** MATERIAL FOR THE TASK follows **

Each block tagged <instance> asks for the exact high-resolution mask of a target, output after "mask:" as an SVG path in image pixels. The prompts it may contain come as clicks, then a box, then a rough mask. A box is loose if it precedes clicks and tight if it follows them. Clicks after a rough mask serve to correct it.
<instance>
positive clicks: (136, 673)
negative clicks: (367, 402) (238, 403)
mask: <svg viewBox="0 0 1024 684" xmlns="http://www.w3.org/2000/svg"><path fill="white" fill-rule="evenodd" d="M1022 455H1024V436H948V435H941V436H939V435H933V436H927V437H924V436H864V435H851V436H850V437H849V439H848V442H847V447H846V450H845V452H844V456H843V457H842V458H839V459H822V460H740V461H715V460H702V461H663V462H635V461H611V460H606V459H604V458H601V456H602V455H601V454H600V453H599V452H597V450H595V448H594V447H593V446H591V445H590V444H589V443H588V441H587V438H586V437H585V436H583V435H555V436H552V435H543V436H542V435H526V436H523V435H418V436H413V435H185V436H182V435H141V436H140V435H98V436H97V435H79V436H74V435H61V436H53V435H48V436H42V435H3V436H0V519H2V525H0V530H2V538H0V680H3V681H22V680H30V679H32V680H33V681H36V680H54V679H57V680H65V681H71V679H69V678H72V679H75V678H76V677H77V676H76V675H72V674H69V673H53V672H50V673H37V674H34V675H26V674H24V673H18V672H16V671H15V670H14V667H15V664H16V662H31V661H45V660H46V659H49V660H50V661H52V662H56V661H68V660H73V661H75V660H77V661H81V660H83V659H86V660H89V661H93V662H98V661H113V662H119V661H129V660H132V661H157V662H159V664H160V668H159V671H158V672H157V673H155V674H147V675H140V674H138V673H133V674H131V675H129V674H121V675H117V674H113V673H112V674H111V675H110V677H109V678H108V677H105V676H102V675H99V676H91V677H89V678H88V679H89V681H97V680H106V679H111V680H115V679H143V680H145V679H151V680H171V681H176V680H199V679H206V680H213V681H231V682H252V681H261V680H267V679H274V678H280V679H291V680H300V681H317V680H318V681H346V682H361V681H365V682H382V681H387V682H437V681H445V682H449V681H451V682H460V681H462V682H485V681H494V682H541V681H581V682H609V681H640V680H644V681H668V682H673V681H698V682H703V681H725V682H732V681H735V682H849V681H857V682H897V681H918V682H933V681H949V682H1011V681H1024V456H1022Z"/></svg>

** End of MATERIAL FOR THE TASK **
** MATERIAL FOR THE TASK follows **

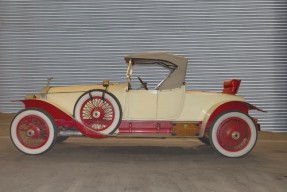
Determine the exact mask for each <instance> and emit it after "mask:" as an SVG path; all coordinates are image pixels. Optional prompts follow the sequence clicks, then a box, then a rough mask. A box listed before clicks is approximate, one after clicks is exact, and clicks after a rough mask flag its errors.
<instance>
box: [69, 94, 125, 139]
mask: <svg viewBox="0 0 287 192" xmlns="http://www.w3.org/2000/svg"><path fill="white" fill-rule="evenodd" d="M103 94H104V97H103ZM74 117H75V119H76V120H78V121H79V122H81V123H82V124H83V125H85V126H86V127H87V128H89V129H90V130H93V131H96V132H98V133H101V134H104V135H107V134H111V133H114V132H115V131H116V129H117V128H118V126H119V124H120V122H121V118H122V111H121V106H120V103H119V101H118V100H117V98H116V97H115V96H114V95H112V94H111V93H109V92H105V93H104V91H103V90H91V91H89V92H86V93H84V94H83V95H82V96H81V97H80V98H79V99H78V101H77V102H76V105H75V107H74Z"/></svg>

** End of MATERIAL FOR THE TASK **

Please, from the entries above, set down exactly the lines from the one containing "Each block tagged" through the one containing "positive clicks: (136, 673)", and only those.

ANSWER BELOW:
Each block tagged <instance> asks for the exact high-resolution mask of a target, output after "mask:" as an SVG path in image pixels. The prompts it may contain come as clicks, then a box, then a rough mask. A box is loose if it precedes clicks and tight if it follows them. Clicks after a rough mask serve to correct it.
<instance>
positive clicks: (136, 673)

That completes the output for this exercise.